- _Work task_
From the entries below, copy out every line with "shoreline" in it.

:: Exercise materials

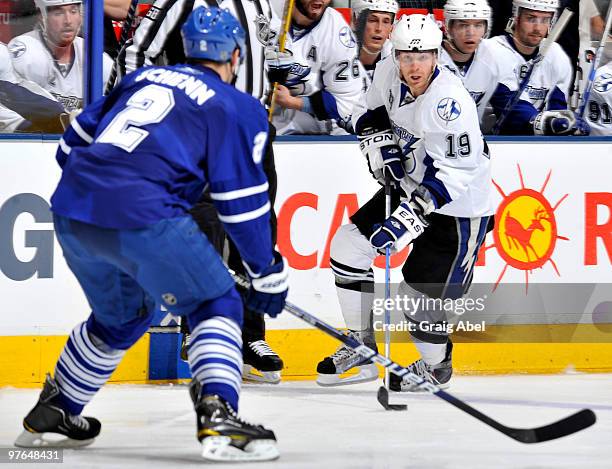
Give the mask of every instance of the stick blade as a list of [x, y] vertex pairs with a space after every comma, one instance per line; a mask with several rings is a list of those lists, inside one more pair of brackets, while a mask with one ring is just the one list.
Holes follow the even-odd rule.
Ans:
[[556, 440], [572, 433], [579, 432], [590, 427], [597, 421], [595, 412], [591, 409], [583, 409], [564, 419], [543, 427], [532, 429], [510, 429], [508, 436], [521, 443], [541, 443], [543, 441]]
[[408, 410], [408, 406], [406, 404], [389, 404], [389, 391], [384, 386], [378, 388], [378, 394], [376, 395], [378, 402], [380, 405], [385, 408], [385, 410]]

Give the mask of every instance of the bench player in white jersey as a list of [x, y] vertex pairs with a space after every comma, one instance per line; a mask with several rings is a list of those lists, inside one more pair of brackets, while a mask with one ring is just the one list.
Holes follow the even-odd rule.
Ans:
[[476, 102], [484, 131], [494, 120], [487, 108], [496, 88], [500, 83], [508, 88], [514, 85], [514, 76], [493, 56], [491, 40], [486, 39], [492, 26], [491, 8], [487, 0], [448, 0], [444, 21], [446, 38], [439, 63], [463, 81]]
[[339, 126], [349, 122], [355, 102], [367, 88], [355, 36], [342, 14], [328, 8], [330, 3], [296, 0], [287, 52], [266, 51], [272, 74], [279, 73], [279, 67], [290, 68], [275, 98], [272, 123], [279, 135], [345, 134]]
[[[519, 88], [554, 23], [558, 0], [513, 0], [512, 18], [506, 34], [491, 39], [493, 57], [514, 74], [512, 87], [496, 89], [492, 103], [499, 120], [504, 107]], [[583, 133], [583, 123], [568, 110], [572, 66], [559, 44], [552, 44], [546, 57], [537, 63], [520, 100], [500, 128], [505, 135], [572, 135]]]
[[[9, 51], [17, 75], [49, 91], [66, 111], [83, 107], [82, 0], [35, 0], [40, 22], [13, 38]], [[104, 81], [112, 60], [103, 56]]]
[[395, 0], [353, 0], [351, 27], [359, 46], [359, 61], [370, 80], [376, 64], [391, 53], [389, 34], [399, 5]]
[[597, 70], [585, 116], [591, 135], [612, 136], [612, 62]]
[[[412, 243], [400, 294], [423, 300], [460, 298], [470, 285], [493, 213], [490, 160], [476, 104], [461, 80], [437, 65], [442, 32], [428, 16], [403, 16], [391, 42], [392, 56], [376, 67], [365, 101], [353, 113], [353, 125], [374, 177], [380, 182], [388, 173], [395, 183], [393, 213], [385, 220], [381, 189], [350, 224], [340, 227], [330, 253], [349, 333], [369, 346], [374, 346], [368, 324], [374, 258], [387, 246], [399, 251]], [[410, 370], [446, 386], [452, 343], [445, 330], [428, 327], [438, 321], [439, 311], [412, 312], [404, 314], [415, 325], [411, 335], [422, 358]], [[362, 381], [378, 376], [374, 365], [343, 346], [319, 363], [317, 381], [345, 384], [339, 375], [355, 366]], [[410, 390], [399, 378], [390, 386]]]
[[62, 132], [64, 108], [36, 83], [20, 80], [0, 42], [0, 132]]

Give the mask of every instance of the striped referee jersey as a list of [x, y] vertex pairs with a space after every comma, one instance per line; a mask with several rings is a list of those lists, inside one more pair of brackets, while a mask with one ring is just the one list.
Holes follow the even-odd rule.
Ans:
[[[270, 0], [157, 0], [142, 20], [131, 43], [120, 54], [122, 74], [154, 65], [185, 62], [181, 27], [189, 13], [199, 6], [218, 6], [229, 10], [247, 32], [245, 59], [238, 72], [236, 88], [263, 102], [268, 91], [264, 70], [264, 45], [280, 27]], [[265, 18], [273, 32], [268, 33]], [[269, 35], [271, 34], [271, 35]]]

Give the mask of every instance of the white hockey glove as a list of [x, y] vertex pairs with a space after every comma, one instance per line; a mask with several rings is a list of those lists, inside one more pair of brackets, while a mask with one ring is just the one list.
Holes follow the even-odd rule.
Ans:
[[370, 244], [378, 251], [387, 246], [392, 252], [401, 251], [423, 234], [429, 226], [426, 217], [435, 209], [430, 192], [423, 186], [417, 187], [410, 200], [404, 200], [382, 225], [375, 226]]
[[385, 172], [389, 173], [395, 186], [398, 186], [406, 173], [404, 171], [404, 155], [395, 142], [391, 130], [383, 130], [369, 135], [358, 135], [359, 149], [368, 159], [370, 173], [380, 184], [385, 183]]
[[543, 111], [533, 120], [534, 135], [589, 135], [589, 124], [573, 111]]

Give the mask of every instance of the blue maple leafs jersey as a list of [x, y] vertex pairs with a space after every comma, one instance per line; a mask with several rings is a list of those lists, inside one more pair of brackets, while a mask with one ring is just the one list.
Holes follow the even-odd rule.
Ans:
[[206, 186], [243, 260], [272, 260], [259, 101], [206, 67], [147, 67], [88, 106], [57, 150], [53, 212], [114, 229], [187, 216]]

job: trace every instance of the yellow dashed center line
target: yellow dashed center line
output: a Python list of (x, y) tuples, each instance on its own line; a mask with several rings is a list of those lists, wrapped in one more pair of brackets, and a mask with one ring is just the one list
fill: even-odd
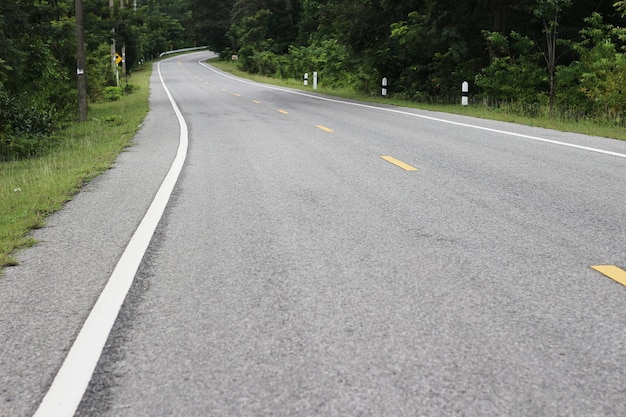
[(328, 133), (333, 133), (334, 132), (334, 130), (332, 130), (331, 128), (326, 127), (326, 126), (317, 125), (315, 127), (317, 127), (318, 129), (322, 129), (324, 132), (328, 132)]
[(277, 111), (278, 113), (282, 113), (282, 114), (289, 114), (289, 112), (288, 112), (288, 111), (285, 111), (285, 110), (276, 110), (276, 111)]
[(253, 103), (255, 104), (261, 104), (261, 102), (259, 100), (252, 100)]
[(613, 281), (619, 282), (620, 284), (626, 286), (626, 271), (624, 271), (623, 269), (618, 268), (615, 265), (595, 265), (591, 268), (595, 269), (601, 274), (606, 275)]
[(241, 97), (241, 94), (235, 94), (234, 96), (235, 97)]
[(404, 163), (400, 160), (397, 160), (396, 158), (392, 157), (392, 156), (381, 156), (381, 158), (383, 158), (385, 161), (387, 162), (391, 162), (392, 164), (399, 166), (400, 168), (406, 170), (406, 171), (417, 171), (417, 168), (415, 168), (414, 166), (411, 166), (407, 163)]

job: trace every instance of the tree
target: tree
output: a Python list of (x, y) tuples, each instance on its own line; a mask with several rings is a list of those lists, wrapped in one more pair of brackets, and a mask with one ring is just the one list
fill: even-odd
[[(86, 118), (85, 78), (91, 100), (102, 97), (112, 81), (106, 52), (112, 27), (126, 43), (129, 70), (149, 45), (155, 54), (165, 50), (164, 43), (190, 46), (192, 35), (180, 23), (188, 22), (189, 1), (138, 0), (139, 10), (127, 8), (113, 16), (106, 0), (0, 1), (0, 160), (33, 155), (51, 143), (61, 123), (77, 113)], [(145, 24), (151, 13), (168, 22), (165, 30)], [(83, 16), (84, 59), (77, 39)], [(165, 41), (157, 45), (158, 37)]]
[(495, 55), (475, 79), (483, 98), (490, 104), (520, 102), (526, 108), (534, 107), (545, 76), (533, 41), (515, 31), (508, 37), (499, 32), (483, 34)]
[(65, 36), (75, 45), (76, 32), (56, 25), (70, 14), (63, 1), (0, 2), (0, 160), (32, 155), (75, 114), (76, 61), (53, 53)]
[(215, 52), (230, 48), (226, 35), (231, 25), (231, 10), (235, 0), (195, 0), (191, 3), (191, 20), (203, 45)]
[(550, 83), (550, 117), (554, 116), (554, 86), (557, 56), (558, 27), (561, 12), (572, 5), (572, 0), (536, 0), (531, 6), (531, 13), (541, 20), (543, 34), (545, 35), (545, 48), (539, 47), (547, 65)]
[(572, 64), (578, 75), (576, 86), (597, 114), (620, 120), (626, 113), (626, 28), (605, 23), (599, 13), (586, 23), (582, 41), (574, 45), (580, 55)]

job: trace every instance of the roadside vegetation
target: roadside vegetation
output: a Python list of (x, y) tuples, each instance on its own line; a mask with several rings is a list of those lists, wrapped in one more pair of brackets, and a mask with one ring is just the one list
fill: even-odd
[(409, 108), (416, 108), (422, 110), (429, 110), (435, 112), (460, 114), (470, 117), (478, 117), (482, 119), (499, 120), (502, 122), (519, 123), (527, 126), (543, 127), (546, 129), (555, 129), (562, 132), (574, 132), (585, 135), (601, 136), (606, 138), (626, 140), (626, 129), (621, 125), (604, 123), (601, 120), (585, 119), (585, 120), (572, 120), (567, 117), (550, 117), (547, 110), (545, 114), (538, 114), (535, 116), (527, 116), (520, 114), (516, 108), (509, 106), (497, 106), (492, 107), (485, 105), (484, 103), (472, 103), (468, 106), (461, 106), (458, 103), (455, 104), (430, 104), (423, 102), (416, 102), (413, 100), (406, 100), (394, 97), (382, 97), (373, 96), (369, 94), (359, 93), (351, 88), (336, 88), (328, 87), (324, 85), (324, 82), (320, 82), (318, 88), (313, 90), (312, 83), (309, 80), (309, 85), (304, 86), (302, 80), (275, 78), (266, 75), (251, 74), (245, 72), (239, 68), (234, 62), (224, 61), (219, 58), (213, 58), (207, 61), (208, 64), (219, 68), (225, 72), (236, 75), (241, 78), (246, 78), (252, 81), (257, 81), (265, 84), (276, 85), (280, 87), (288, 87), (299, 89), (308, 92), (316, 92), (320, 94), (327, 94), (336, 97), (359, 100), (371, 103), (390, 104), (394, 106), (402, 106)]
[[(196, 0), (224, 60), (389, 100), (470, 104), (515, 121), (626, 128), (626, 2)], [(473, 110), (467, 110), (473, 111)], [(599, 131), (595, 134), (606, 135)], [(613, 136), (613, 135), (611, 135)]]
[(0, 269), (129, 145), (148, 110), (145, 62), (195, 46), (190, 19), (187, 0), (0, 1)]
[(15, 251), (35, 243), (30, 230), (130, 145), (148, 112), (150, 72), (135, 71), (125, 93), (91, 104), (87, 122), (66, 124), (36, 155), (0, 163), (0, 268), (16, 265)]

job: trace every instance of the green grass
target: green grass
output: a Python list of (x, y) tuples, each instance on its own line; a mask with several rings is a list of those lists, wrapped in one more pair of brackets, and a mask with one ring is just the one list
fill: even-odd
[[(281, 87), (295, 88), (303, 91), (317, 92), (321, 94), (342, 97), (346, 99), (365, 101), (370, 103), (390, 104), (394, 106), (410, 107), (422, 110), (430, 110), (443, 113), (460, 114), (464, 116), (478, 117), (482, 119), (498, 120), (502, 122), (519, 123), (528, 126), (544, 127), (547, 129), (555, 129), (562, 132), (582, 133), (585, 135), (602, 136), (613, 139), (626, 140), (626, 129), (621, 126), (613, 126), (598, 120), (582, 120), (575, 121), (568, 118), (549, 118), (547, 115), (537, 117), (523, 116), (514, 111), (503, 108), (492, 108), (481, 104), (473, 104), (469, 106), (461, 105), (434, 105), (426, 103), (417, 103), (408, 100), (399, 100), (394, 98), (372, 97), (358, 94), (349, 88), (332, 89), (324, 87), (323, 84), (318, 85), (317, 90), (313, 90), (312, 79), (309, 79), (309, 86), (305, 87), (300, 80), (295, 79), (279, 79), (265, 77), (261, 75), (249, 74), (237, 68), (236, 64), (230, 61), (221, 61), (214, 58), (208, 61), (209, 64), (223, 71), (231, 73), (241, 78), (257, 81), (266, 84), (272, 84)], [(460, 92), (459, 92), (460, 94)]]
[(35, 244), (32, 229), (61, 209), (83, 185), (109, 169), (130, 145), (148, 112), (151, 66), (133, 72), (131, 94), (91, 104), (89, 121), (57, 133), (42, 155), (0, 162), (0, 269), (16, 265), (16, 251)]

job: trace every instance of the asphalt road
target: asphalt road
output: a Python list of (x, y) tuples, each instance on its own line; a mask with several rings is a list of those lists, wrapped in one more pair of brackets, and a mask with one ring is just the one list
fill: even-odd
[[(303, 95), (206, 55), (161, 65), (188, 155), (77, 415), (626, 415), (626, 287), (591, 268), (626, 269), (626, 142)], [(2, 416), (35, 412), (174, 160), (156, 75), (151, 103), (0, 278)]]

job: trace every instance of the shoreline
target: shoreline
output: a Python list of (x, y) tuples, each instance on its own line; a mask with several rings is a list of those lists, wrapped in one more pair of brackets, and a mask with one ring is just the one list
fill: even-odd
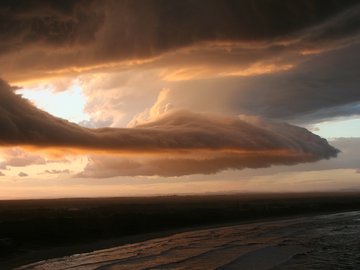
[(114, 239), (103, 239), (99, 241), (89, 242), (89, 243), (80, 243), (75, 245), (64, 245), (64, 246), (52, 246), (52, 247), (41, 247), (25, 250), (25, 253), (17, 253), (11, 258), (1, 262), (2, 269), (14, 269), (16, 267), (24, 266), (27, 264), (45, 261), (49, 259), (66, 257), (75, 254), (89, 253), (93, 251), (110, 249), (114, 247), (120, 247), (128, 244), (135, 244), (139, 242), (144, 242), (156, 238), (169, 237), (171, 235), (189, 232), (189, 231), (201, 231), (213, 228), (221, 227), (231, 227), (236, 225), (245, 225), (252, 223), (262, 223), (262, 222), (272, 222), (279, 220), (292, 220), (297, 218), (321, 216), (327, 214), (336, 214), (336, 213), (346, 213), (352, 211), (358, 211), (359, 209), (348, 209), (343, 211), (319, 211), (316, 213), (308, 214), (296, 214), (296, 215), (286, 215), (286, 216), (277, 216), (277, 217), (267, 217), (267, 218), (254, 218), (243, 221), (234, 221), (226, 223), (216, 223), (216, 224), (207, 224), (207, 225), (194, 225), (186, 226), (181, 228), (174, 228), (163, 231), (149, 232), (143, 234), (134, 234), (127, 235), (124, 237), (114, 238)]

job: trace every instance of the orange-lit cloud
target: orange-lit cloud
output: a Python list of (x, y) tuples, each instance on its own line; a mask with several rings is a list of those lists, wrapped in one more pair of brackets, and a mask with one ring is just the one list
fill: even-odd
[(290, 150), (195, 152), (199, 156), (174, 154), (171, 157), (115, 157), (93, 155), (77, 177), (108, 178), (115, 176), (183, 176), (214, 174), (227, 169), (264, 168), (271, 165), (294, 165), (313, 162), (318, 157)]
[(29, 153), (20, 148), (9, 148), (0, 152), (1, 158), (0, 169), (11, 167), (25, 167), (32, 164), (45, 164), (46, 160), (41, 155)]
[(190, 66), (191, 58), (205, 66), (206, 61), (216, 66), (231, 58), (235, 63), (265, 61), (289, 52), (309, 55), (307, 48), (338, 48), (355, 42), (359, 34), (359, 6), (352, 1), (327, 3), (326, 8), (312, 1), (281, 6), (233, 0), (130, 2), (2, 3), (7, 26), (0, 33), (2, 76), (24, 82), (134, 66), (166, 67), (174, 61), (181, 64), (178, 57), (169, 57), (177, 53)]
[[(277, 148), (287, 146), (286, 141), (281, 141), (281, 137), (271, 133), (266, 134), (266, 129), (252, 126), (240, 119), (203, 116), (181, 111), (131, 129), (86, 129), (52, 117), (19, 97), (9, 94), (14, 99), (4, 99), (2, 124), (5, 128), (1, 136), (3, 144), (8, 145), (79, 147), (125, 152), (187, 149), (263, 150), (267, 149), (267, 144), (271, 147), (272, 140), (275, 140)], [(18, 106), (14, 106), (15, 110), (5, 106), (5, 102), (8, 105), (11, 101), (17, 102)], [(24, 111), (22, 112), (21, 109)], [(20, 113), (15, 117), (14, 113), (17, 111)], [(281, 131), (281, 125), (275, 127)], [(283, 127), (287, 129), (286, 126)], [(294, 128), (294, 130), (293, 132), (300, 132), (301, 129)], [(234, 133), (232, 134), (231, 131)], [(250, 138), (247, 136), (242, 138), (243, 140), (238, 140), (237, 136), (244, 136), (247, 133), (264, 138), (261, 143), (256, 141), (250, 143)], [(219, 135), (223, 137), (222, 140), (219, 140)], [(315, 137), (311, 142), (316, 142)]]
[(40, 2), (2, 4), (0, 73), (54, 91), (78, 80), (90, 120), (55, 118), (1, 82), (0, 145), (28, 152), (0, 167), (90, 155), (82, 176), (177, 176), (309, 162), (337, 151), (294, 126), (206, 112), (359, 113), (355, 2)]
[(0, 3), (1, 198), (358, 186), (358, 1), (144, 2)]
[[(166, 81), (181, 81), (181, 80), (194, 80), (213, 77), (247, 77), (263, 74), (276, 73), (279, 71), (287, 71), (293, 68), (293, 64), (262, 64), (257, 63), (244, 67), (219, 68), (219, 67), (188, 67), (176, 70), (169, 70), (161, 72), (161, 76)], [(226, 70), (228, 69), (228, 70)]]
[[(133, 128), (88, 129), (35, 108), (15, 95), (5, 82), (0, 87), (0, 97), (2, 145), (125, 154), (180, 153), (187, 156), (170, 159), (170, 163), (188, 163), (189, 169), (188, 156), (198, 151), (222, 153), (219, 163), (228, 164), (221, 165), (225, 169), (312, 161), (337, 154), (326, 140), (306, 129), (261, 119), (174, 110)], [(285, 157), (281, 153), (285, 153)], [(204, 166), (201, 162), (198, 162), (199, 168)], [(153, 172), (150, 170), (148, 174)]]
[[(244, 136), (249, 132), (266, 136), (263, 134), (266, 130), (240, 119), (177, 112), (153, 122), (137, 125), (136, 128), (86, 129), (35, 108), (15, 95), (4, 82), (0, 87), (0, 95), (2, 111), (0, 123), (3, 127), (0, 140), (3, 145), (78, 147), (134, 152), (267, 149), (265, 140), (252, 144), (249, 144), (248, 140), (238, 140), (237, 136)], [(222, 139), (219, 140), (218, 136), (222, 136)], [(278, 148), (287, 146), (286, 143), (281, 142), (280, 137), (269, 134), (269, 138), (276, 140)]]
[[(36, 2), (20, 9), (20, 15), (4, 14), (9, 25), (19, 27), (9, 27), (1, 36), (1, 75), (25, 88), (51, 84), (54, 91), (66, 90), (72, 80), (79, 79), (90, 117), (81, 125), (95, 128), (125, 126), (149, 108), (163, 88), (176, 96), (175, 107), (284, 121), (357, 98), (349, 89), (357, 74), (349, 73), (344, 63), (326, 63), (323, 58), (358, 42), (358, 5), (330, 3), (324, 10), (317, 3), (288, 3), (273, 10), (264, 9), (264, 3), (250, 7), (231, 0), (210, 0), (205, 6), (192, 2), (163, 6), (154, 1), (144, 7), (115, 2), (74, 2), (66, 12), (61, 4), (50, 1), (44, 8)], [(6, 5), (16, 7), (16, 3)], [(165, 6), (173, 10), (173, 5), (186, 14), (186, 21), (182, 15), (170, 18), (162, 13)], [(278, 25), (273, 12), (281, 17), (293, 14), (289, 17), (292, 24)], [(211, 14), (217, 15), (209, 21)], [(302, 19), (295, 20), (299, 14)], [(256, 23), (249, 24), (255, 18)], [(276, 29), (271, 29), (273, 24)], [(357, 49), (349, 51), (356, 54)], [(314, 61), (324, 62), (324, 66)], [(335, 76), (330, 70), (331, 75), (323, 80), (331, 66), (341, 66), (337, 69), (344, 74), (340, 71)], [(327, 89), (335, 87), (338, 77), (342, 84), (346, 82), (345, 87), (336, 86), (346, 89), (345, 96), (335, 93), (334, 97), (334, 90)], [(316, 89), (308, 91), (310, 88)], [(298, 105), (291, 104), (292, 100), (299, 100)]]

::::

- _Answer box_
job: trace every instance of the shoreline
target: shoreline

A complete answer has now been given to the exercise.